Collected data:
----------------------------------------
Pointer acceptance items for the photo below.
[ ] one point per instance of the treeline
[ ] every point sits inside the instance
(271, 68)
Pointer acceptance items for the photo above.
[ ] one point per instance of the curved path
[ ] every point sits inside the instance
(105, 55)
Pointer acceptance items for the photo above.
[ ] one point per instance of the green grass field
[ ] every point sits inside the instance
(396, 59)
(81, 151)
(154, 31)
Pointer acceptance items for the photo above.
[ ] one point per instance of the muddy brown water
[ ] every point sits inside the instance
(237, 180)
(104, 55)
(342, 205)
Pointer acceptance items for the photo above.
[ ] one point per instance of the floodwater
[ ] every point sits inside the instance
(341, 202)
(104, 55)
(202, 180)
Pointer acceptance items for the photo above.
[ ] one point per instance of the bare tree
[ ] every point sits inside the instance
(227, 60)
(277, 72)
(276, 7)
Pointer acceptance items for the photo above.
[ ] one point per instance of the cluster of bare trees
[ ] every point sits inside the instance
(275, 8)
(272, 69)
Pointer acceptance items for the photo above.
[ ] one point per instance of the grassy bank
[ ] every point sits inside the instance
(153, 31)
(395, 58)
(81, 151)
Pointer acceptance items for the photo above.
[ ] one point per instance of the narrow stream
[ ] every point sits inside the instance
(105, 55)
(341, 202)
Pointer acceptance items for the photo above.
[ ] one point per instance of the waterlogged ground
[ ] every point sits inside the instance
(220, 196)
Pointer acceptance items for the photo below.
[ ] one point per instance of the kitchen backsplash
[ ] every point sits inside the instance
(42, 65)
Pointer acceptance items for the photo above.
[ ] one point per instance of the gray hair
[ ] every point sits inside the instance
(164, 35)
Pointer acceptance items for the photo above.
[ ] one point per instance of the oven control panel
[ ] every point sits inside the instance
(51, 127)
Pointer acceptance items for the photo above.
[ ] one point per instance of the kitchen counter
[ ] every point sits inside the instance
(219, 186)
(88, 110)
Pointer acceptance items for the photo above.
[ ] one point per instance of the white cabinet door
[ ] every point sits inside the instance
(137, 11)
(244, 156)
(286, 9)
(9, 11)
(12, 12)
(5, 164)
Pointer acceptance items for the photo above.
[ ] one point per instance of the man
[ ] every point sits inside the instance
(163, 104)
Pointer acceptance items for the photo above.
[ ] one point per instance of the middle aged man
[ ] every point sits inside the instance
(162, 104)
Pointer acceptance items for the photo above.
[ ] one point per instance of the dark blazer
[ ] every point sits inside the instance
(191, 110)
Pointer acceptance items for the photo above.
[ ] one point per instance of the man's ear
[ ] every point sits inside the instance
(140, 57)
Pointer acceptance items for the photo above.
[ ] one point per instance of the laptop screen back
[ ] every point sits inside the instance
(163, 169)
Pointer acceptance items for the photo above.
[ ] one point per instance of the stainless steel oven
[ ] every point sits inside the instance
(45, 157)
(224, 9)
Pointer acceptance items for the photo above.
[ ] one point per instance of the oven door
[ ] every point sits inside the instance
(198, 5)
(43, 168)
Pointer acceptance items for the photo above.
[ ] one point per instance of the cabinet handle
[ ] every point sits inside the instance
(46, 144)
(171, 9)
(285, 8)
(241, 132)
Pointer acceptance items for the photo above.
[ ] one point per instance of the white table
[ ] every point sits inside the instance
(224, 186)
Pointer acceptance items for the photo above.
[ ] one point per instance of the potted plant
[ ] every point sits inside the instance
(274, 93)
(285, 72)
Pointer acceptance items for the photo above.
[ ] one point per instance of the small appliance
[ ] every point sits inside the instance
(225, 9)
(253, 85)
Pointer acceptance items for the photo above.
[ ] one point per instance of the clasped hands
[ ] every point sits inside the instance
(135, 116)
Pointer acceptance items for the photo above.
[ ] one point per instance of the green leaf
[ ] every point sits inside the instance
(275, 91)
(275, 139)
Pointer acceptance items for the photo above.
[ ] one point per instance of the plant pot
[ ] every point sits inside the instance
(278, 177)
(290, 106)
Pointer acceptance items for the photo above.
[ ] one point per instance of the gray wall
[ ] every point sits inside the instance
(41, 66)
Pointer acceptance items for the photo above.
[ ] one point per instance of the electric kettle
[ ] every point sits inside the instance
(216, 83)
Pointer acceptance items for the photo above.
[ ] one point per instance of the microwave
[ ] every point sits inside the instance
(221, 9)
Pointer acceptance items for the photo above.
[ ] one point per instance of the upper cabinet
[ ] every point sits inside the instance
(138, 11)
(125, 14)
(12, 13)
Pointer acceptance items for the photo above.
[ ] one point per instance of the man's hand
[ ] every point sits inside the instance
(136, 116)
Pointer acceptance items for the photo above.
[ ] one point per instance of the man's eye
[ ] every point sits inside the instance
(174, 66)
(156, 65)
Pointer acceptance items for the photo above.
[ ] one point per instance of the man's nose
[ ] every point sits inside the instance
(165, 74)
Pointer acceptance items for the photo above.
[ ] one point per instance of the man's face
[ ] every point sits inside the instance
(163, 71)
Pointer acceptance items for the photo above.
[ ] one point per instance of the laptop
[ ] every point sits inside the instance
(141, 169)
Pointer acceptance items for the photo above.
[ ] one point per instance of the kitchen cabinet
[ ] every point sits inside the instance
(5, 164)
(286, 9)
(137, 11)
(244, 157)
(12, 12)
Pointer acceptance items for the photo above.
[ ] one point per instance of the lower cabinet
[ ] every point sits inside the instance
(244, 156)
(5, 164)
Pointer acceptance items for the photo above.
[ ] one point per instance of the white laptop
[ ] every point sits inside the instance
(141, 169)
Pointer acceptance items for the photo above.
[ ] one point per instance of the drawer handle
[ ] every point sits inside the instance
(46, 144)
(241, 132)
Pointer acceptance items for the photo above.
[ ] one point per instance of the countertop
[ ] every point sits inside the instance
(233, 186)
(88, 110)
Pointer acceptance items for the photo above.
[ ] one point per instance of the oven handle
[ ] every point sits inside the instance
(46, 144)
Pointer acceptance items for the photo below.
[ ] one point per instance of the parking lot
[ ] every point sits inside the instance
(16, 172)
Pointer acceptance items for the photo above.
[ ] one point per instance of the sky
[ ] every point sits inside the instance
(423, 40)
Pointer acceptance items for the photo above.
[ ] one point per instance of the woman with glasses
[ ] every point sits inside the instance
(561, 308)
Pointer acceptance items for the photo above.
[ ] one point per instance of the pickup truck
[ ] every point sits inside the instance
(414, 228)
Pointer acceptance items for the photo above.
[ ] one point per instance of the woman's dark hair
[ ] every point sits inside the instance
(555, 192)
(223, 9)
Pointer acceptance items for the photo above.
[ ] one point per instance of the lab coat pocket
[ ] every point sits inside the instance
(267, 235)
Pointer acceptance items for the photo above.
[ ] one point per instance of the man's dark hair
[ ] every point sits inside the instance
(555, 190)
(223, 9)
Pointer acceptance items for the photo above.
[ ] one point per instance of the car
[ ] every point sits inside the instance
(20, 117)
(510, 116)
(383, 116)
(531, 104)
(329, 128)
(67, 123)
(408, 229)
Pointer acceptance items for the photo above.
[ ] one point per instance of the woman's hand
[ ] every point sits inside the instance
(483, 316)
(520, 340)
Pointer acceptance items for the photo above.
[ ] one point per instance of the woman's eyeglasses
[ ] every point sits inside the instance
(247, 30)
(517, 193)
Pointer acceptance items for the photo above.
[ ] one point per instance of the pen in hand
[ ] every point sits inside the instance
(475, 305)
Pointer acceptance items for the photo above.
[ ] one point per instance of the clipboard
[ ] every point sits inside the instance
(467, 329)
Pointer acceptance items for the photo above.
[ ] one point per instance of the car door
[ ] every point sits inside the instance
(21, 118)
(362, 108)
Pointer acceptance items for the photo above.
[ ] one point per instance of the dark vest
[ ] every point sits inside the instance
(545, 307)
----------------------------------------
Restate the whole listing exactly, leaving out nothing.

_SOLUTION FOR THIS EXERCISE_
Pointer acceptance items for the photo below.
[ ] one point per instance of the treeline
[ ] every point sits inside the instance
(271, 68)
Pointer acceptance items for the photo above.
[ ] one point per instance of the curved path
[ ] every point sits inside the instance
(105, 55)
Pointer acceptance items for the photo above.
[ ] one point per instance of the green grass field
[ ] every point sits inside the instance
(396, 59)
(81, 151)
(154, 31)
Pointer acceptance items for the photo above.
[ ] one point per instance of the muddy brown water
[ ] every point sits inside the instance
(237, 180)
(104, 55)
(342, 205)
Pointer acceptance items for the photo above.
[ ] one point per instance of the floodwater
[ ] every point sits inside the instance
(341, 202)
(104, 55)
(202, 180)
Pointer acceptance items for the photo above.
[ ] one point per instance of the bare tree
[ ] every point sits inside the instance
(227, 60)
(277, 72)
(276, 7)
Pointer acceptance items for the photo above.
[ ] one point per instance of the cluster of bare trees
[ ] every point sits inside the instance
(275, 8)
(272, 69)
Pointer acceptance items for the photo above.
[ ] one point per instance of the grassy bank
[ ] every point sits inside the instance
(153, 31)
(395, 58)
(81, 151)
Pointer acceptance items for the photo above.
[ ] one point per instance of the narrow stream
[ ] every point sits inside the instance
(105, 55)
(341, 202)
Pointer acceptance items for the photo above.
[ ] one point per instance of the waterlogged ground
[ ] every point sits inside the instance
(220, 196)
Pointer acceptance items for the photo below.
[ ] one point per instance of the kitchen backsplash
[ ] every point sits inside the instance
(42, 65)
Pointer acceptance items for the photo above.
[ ] one point per instance of the gray hair
[ ] every point sits inside the instance
(164, 35)
Pointer acceptance items for the photo above.
[ ] one point per instance of the oven control panel
[ ] every point sits inside the instance
(51, 127)
Pointer acceptance items for the photo above.
[ ] one point per instance of the kitchen counter
[ ] every point sits inside the instance
(219, 186)
(88, 110)
Pointer acceptance items for the photo above.
[ ] one point per instance of the white cabinet door
[ ] every point sits inside the instance
(137, 11)
(244, 156)
(286, 9)
(9, 11)
(12, 12)
(5, 164)
Pointer acceptance items for the photo above.
[ ] one point per instance of the man
[ ] every point sits inside the instance
(163, 104)
Pointer acceptance items for the photo above.
[ ] one point per instance of the middle aged man
[ ] every point sits inside the instance
(162, 104)
Pointer acceptance items for the photo above.
[ ] one point per instance of the dark blazer
[ ] every point sits inside the instance
(191, 110)
Pointer acceptance items for the photo above.
[ ] one point per instance of the man's ear
[ ] every point sits inside the instance
(140, 57)
Pointer acceptance items for the photo above.
[ ] one point per instance of the laptop screen back
[ ] every point sits inside the instance
(163, 169)
Pointer acceptance items for the photo above.
[ ] one point per instance of the stainless steel oven
[ ] every point sits inside the instance
(45, 157)
(224, 9)
Pointer acceptance items for the photo above.
[ ] one point per instance of the oven door
[ ] every point sits inside the instance
(198, 5)
(43, 168)
Pointer acceptance items for the photo above.
[ ] one point per instance of the cabinet handle
[ ] every point sits inside the instance
(46, 144)
(171, 9)
(285, 8)
(241, 132)
Pointer acceptance items for the photo above.
[ ] one point per instance of the white table
[ ] every point sits inside the instance
(224, 186)
Pointer acceptance items for the photo above.
[ ] one point per instance of the potted plant
[ ] every point sits inside the instance
(274, 93)
(285, 72)
Pointer acceptance items for the photo above.
[ ] one point per instance of the small appliance
[ ] every point sits inside the instance
(225, 9)
(253, 85)
Pointer acceptance items for the photo above.
[ ] one point per instance of the clasped hands
[ ] every point sits inside the instance
(135, 116)
Pointer acceptance items for the photo above.
[ ] one point per instance of the green leaf
[ ] every point sits inside the instance
(275, 91)
(275, 139)
Pointer acceptance items for the photo above.
[ ] one point per instance of the plant pot
[ ] every point sits inside the instance
(278, 177)
(290, 106)
Pointer acceptance items for the photo above.
[ ] one point per instance of the gray wall
[ ] every point sits inside the instance
(41, 66)
Pointer acceptance items for the photo above.
[ ] one point per instance of the electric kettle
[ ] every point sits inside the instance
(216, 83)
Pointer acceptance items for the photo above.
[ ] one point per instance of the microwave
[ ] every point sits inside the instance
(221, 9)
Pointer acceptance items for the photo above.
[ ] one point per instance of the upper cabinet
[ ] every point sits inside the instance
(138, 11)
(125, 14)
(12, 13)
Pointer acceptance items for the photo above.
[ ] one point per instance of the man's hand
[ ] every point sits inside the instance
(136, 116)
Pointer acceptance items for the photo above.
[ ] one point per instance of the man's eye
[ ] every point sits inside the instance
(174, 66)
(156, 65)
Pointer acceptance items for the photo above.
[ ] one point per instance of the man's nose
[ ] every point sits inside the instance
(165, 74)
Pointer acceptance items for the photo above.
[ ] one point per instance of the man's face
[ ] every point sits inside the instance
(163, 71)
Pointer acceptance items for the photo above.
[ ] one point per instance of the laptop
[ ] every point sits inside the instance
(141, 169)
Pointer acceptance items for the photo above.
[ ] one point per instance of the kitchen cabinet
[ ] every point sits inside the instance
(5, 164)
(286, 9)
(137, 11)
(244, 157)
(12, 12)
Pointer acceptance items for the photo above.
[ ] one point per instance of the lower cabinet
[ ] every point sits inside the instance
(244, 156)
(5, 164)
Pointer acceptance items for the photo above.
[ ] one point per instance of the white laptop
[ ] every point sits inside the instance
(141, 169)
Pointer acceptance items for the photo above.
[ ] one point per instance of the drawer handle
[ ] every point sits inside the instance
(46, 144)
(241, 132)
Pointer acceptance items for the photo above.
[ ] one point per instance of the countertop
[ ] every point sits inside the instance
(233, 186)
(88, 110)
Pointer acceptance items for the photo above.
[ ] one point per instance of the oven handle
[ ] every point sits inside the instance
(46, 144)
Pointer acceptance items for the photo below.
[ ] one point per instance of the parking lot
[ ] every point sits inside the instance
(16, 172)
Pointer acceptance items for the photo above.
[ ] one point per instance of the sky
[ ] every point sits inside the instance
(423, 40)
Pointer acceptance items for the photo above.
[ ] one point per instance of the woman with glasses
[ ] every point sits inside the instance
(561, 308)
Pointer acceptance items for the photo above.
[ ] one point per instance of the pickup truck
[ ] every point sits inside the instance
(414, 228)
Pointer acceptance items for the photo above.
[ ] one point per instance of the woman's dark hair
[ ] every point sits inside the instance
(555, 192)
(223, 9)
Pointer acceptance items for the photo above.
[ ] one point per instance of the lab coat pocket
[ ] every point sits inside the instance
(267, 235)
Pointer acceptance items for the photo above.
[ ] one point per instance of the man's dark hair
[ ] every point sits inside the instance
(555, 190)
(223, 9)
Pointer acceptance items for the photo above.
[ ] one point per instance of the car
[ ] every point sits inside the instance
(20, 117)
(510, 116)
(383, 116)
(531, 104)
(329, 128)
(67, 123)
(408, 229)
Pointer acceptance items for the photo above.
[ ] one point per instance of the woman's hand
[ ] every point sits inside the instance
(483, 316)
(520, 340)
Pointer acceptance items for the photo above.
[ ] one point per instance of the woman's eyeglasses
[ ] every point sits inside the instance
(247, 30)
(517, 193)
Pointer acceptance items for the photo above.
[ ] one point per instance of the pen in hand
[ ] every point sits inside the instance
(475, 305)
Pointer acceptance items for the photo above.
[ ] one point per instance of the clipboard
[ ] every point sits inside the instance
(467, 329)
Pointer acceptance items for the photo above.
[ ] one point per instance of the car door
[ ] every point sits inside the instance
(21, 118)
(362, 108)
Pointer acceptance items for the photo above.
[ ] one point per instance of the dark vest
[ ] every point sits inside the instance
(545, 307)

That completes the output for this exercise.